++++ Yazı
1950 yılında babamın görevi nedeniyle Sivas’taydık.
Onun 1952 yılında tayini çıktığı için Samsun’a taşındık.
Uçsuz bucaksız görünen masmavi
denizle ilk tanışmam bu şehirde olmuştur.
O yıllarda Samsun bu denli büyük değildi.
Bırakın ayni mahallede oturanları,
şehirdeki herkes biri birini tanırdı.
Dünya tatlısı, yaşaması kolay,
şirin bir şehirdi Samsun.
Asfalt sokak veya cadde hiç
yoktu.
Taşları özenle döşenmiş
sokaklar biri birini diklemesine keserdi.
Hemen çoğu ahşap olan bir-iki
katlı evlerin tümü bahçe içerisinde idi.
Bahçelerde manolya, palmiye,
akasya ve incir ağaçları çoğunlukta idi.
Narenciye başta olmak üzere her
çeşit meyve ağacı baharda çiçeklerini açar zamanı gelince de meyvelerini
verirdi.
++++++++
> [Görevler]:
**1.** Aşağıdaki ifadelerin yazıyla uyuşup uyuşmadığını belirtin ve her yanıtı yazıdan belirleyici sözlerle aynen alıntılayarak gerekçelendirin: (a) Aile 1952'de Samsun'a taşındı. (b) O yıllarda Samsun'da asfalt caddeler bulunuyordu. (c) Evlerin çoğu beton yapılardı.
**2.** Yazının "Onun 1952 yılında" sözleriyle açılıp "biri birini tanırdı." sözleriyle kapanan bölümünü, hiçbir değişiklik yapmadan yazıya geçirin.
**3.** Yazıyı iki cümlede özetleyin.
++++ Sağlanan Bilgiler
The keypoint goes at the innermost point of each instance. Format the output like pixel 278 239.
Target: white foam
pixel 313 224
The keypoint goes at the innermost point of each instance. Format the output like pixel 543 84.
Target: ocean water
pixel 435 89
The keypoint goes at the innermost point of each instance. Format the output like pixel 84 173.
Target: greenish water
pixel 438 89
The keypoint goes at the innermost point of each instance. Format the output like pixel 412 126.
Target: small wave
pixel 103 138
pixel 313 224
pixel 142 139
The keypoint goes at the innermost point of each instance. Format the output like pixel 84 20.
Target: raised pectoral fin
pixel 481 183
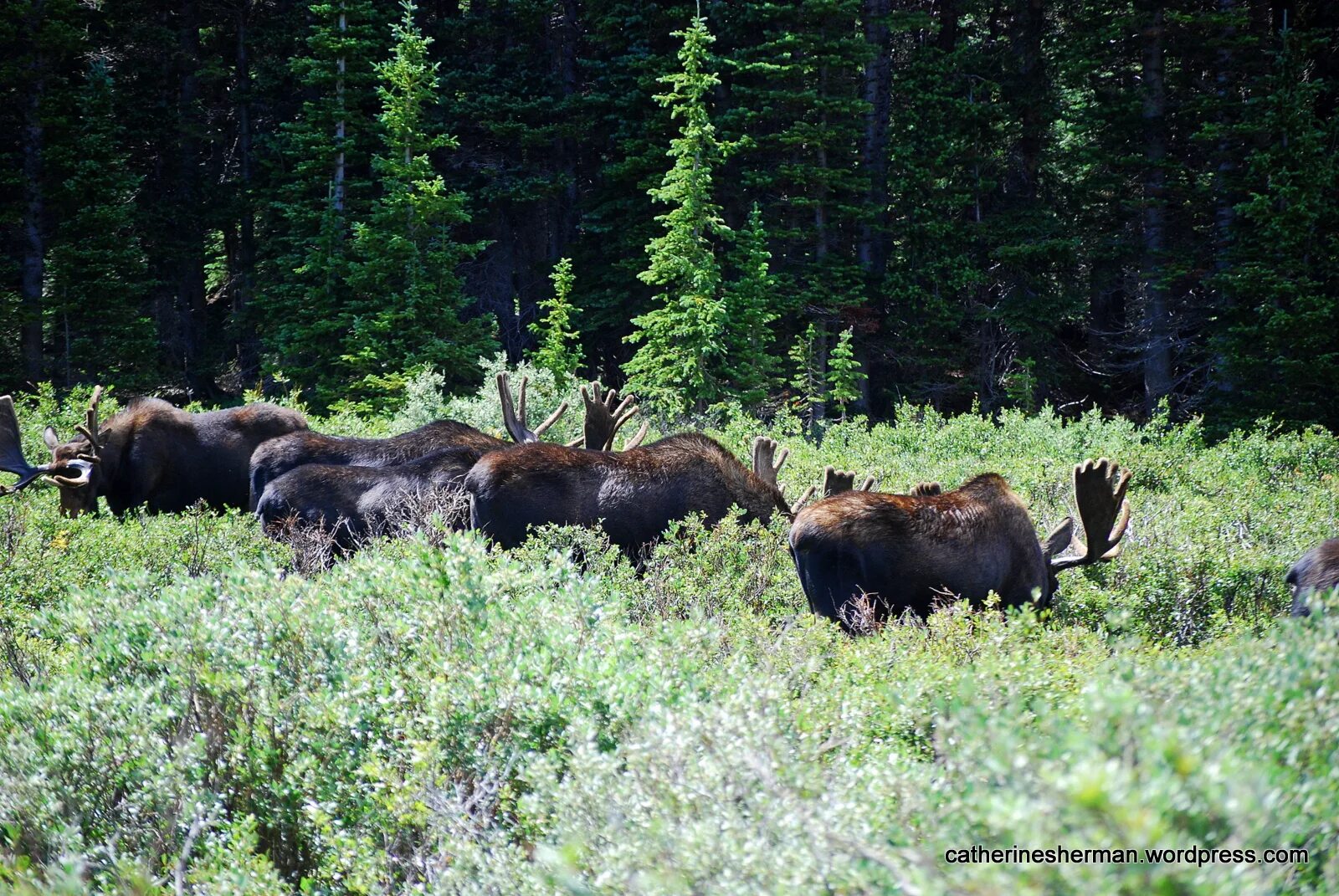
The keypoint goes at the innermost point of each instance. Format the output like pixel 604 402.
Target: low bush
pixel 184 711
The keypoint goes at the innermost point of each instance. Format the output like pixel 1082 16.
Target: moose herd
pixel 863 556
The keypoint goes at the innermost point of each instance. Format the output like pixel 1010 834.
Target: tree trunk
pixel 1224 201
pixel 1157 325
pixel 874 151
pixel 33 205
pixel 244 274
pixel 191 232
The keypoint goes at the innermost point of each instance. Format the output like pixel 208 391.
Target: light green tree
pixel 844 374
pixel 750 298
pixel 807 382
pixel 683 339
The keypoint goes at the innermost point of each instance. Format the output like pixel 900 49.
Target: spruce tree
++++++++
> [Yanıtlar]:
**1.**
(a) Evet: "Onun 1952 yılında tayini çıktığı için Samsun’a taşındık."
(b) Hayır: "Asfalt sokak veya cadde hiç yoktu."
(c) Hayır: "Hemen çoğu ahşap olan bir-iki katlı evlerin tümü bahçe içerisinde idi."

**2.**
Onun 1952 yılında tayini çıktığı için Samsun’a taşındık.
Uçsuz bucaksız görünen masmavi
denizle ilk tanışmam bu şehirde olmuştur.
O yıllarda Samsun bu denli büyük değildi.
Bırakın ayni mahallede oturanları,
şehirdeki herkes biri birini tanırdı.

**3.** Aile babanın tayini nedeniyle 1952'de Sivas'tan Samsun'a taşındı ve anlatıcı denizle ilk kez bu şehirde tanıştı. O yıllarda Samsun herkesin birbirini tanıdığı, yaşaması kolay, küçük bir şehirdi: asfalt yol yoktu, sokaklar taş döşeliydi ve çoğu ahşap olan evlerin tümü meyve ağaçlarıyla dolu bahçeler içindeydi.